> **Aim of the task**
Reproduce each line of the listing exactly.

═══

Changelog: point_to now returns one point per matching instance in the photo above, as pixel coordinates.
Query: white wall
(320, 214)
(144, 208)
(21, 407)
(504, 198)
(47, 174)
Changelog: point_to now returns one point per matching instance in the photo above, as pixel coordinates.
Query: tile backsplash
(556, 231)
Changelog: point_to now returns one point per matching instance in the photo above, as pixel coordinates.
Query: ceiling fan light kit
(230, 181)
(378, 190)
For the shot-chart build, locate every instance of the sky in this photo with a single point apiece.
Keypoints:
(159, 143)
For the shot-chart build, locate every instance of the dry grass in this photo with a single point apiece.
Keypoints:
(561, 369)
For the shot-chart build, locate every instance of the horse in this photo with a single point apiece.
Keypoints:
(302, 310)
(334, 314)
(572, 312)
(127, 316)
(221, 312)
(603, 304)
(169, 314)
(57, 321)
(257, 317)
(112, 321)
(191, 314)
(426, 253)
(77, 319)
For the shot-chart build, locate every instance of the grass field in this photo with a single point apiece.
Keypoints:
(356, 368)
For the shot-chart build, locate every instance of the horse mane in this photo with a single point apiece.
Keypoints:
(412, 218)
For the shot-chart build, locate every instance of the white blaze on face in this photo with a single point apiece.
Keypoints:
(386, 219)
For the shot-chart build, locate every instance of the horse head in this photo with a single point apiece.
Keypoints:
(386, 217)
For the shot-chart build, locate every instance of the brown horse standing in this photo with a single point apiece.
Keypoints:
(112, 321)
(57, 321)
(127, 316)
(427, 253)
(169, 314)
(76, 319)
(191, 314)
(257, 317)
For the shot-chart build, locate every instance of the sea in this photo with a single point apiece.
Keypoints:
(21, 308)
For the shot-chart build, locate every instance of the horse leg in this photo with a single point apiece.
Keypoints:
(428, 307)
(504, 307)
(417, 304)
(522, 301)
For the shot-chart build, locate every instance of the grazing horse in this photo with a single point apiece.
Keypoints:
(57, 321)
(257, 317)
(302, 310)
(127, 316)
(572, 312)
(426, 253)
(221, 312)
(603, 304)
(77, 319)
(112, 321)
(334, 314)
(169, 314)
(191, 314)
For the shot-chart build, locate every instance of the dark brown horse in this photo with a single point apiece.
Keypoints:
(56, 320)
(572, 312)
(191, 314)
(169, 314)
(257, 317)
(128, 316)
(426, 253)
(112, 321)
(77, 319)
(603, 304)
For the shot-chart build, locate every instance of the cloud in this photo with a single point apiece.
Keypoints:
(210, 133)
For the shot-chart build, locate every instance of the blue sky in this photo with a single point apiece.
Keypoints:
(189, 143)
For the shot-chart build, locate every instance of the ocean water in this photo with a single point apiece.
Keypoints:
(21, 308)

═══

> **Task answer**
Changelog: point_to now returns one point per matching instance in the photo above, as pixel coordinates.
Query: white wall
(320, 214)
(144, 208)
(21, 407)
(504, 198)
(47, 174)
Changelog: point_to now returns one point per matching instance in the photo above, as pixel coordinates.
Query: tile backsplash
(556, 231)
Changelog: point_to now returns one point per matching instance in the photo above, as pixel coordinates.
Query: ceiling fan light kit
(230, 181)
(378, 190)
For the shot-chart build, locate every instance of the sky in this photo with a single point apiece.
Keypoints:
(159, 143)
For the shot-chart build, locate every instance of the dry grass in this photo with a single point apiece.
Keypoints:
(561, 369)
For the shot-chart build, locate every instance of the horse in this photo with a single point apiece.
Keypoints:
(302, 310)
(334, 314)
(572, 312)
(127, 316)
(221, 312)
(603, 304)
(169, 314)
(57, 321)
(257, 317)
(112, 321)
(191, 314)
(426, 253)
(77, 319)
For the shot-chart build, locate every instance of the grass field in this photo with a single point apiece.
Keypoints:
(356, 368)
For the shot-chart build, locate every instance of the horse mane in this photo with a single point apiece.
Keypoints:
(412, 218)
For the shot-chart build, locate every instance of the white blaze on face in this photo with a single point apiece.
Keypoints:
(386, 219)
For the shot-chart build, locate every instance of the horse head in this photo with a single point apiece.
Keypoints:
(386, 217)
For the shot-chart build, locate every instance of the brown horse standing in this photo with a single point apiece.
Keypoints:
(112, 321)
(57, 321)
(127, 316)
(427, 253)
(169, 314)
(76, 319)
(191, 314)
(257, 317)
For the shot-chart build, locate every instance of the sea in this photo with a single point apiece.
Keypoints:
(21, 308)
For the shot-chart build, locate every instance of the horse leg in this photo with a single point apiece.
Keypoints:
(428, 307)
(504, 307)
(417, 304)
(522, 301)
For the shot-chart build, locate every instance of the grazing horse in this photo with a single point apiece.
Keypoints:
(57, 321)
(257, 317)
(302, 310)
(127, 316)
(572, 312)
(426, 253)
(221, 312)
(603, 304)
(77, 319)
(112, 321)
(334, 314)
(169, 314)
(191, 314)
For the shot-chart build, locate every instance of the dark brown horse in this photo with a single point apiece.
Keypoints:
(56, 320)
(572, 312)
(191, 314)
(169, 314)
(257, 317)
(128, 316)
(426, 253)
(112, 321)
(77, 319)
(603, 304)
For the shot-chart build, locate every instance of the cloud in this photo with a single point apiece.
Keypoints:
(210, 133)
For the shot-chart build, locate every instance of the blue sky in this photo with a single point apiece.
Keypoints:
(189, 143)
For the shot-chart build, locate every instance of the ocean water in this photo with a single point apiece.
Keypoints:
(21, 308)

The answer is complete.